* Document passage:
The female mechanic – The Zimbabwean story: “I’m writing my own future”
Giveth Mambo chose to become a mechanic because it is an unusual career choice for a young woman – I wanted to make my own life, the young Zimbabwean explains
My name is Giveth Mambo. I am 23 years old and live in Epworth, Harare, Zimbabwe. Since I completed my education at Young Africa [a skills training organisation that works in partnership with Serve] in 2013, I have been working in a garage in Harare city. It is my first job and has been a wonderful journey of personal growth.
It is difficult being a young girl in Zimbabwe, where good role models are rare. We have to depend on our own emotional strength to make good and positive choices. There is no support for us. Many young women have a poor attitude towards life and believe that they need someone to take care of them. They do not realise the importance of establishing their own independence.
Zimbabwe has always strived to achieve gender equality, but Sub Saharan Africa (in which Zimbabwe is included) is said to be one of the areas with the most women who entered marriage unions before they have turned 18 years old. When I was younger, I saw my 25-year-old cousin marry a young girl who was just 14 years of age. My father used to tell me “Giveth, always remember that you have to make the best choices for yourself”. His words have stayed with me like a magic spell.

* Aim of the exercise: According to the Zimbabwean mechanic's story, in what year did Giveth Mambo complete training at Young Africa? Please answer in a few words. The lines that come next are from a different source.

* Available data:
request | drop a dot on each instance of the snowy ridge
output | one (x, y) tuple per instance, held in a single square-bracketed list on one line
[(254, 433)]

* Solution to the problem: In 2013.